▶ _TASK OBJECTIVE_
Which lines in the items below contain the word "white"? Identify each one and copy it in full.

▶ _ENTRIES_
+---+

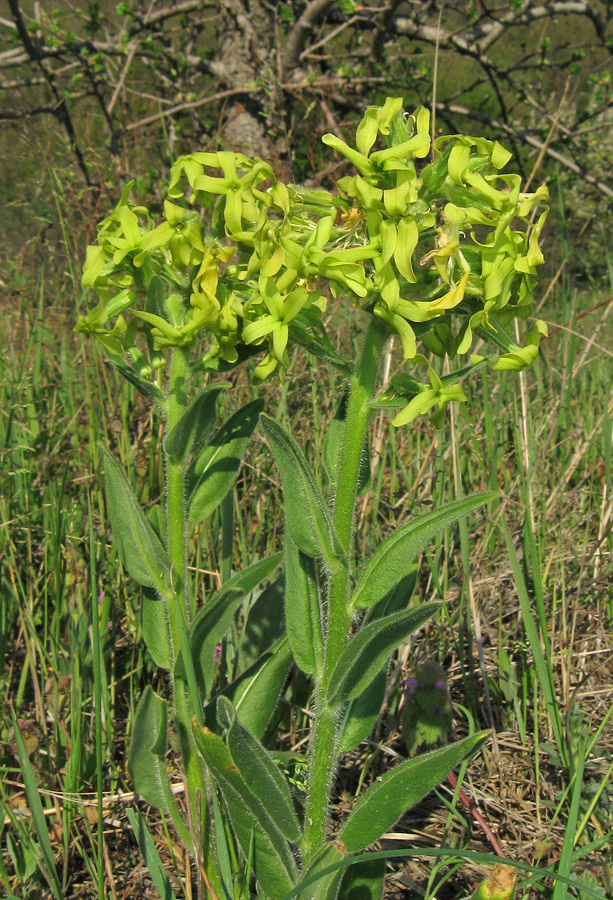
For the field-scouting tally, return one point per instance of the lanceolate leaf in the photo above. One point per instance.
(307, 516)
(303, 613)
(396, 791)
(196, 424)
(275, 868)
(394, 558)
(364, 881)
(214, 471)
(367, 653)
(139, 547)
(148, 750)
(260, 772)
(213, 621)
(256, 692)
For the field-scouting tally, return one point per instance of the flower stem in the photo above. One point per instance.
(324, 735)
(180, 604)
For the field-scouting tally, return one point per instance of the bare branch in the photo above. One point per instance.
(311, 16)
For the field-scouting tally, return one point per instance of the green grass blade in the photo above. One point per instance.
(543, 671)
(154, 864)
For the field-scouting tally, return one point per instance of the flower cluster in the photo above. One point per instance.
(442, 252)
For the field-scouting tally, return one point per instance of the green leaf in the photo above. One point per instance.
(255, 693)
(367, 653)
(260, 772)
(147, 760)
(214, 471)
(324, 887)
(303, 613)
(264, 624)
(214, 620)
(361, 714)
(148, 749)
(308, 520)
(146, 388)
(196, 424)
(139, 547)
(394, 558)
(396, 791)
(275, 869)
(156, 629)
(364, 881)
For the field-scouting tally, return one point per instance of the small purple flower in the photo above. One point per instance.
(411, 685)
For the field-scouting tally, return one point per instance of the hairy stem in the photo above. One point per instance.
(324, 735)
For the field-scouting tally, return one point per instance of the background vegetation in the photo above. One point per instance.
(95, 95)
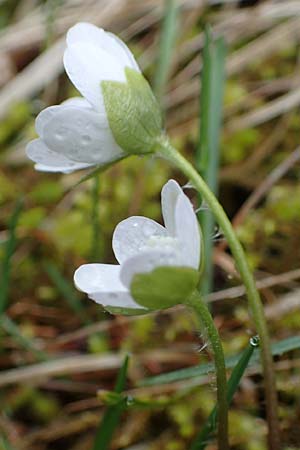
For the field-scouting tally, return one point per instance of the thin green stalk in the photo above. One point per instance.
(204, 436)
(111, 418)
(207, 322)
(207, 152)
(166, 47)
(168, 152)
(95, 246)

+---+

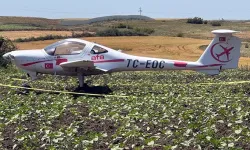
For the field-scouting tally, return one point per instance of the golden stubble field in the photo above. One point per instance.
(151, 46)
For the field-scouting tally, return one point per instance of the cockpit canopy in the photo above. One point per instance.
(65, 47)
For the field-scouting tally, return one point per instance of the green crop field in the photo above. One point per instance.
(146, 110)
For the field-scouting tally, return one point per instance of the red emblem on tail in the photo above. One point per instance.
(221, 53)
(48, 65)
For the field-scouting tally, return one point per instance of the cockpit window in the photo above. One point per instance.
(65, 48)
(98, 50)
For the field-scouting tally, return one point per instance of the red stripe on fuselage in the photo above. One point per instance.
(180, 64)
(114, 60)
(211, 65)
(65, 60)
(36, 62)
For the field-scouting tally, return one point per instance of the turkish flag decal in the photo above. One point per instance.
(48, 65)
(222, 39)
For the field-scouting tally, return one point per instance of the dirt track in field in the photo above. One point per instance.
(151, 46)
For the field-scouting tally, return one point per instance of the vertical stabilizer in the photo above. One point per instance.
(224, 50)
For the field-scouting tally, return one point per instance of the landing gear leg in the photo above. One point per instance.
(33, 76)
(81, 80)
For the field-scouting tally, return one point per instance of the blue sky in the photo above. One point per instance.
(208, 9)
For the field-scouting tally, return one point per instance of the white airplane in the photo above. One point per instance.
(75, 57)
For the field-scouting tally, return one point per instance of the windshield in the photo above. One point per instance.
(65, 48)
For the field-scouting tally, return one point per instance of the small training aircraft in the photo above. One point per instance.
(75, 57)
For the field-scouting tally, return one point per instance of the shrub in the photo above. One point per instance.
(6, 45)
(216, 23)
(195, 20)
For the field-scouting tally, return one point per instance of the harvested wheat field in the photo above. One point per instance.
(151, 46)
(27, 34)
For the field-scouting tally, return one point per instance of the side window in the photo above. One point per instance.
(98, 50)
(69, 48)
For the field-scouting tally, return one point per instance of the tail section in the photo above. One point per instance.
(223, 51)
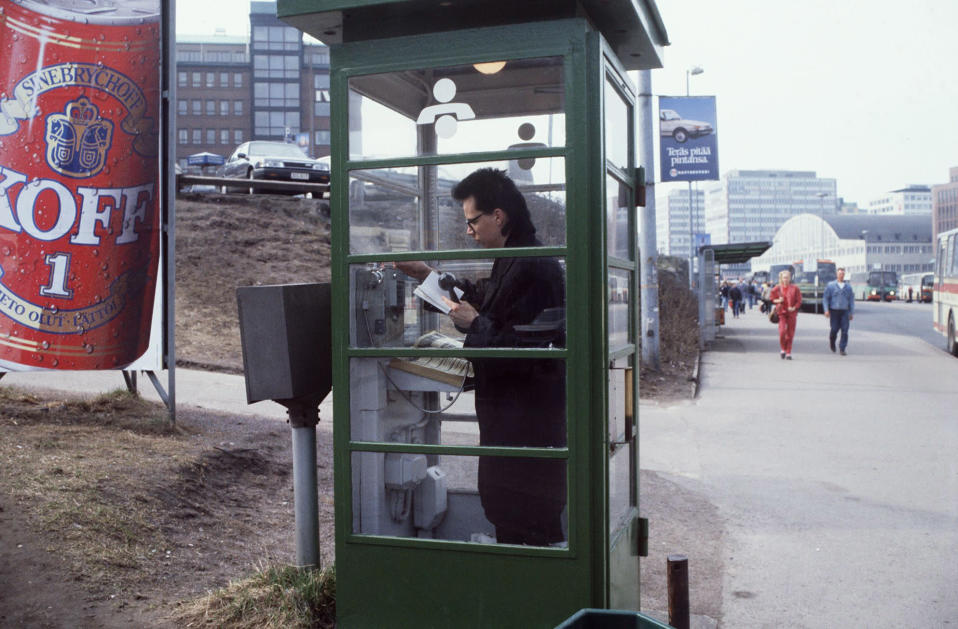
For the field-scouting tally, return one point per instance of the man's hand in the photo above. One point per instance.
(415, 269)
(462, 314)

+---+

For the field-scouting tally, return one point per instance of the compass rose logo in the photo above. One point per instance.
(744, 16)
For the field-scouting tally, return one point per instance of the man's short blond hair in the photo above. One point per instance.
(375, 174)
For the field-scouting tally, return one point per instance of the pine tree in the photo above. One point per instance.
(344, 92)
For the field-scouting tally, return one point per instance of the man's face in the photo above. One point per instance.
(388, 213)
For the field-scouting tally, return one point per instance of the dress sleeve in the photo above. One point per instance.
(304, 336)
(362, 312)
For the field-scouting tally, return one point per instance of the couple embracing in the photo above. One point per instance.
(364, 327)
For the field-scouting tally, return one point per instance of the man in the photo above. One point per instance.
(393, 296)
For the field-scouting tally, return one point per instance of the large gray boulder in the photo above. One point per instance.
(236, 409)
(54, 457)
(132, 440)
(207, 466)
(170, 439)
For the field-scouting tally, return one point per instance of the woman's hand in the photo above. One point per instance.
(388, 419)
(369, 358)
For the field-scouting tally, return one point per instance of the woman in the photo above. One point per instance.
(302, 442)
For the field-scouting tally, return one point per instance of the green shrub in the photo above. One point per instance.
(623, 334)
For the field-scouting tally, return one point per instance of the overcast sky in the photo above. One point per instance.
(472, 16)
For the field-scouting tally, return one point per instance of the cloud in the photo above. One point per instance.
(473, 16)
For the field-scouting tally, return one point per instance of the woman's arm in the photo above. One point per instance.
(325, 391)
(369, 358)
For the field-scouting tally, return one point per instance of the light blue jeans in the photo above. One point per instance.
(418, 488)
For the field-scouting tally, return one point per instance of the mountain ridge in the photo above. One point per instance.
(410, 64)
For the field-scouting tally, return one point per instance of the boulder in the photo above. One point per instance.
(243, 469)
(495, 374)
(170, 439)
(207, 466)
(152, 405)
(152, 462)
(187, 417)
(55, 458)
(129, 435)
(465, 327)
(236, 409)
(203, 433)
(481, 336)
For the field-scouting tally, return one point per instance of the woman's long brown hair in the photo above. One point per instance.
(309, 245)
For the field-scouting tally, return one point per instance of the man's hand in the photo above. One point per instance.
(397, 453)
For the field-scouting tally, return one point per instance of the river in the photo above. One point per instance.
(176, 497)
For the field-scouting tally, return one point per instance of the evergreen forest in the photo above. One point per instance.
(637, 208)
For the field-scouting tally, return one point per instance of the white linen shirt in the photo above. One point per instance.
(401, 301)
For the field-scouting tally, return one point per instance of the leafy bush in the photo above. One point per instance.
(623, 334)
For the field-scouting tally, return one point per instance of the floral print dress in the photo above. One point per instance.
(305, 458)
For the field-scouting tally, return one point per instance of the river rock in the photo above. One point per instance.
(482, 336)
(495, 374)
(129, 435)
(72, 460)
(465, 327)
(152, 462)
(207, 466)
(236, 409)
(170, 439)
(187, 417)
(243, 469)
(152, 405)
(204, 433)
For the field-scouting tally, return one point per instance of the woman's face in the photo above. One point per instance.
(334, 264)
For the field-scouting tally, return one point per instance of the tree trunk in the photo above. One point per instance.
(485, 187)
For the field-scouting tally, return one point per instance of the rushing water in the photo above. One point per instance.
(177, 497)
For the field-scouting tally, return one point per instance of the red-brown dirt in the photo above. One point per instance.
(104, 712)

+---+

▶ _SOLUTION TO THIS TASK_
For the field-scouting tally, return one point per instance of the white airplane in the photo above. One point per instance.
For the field-scouting tally, return one point per instance of the white linen shirt in the photo above. One point per instance.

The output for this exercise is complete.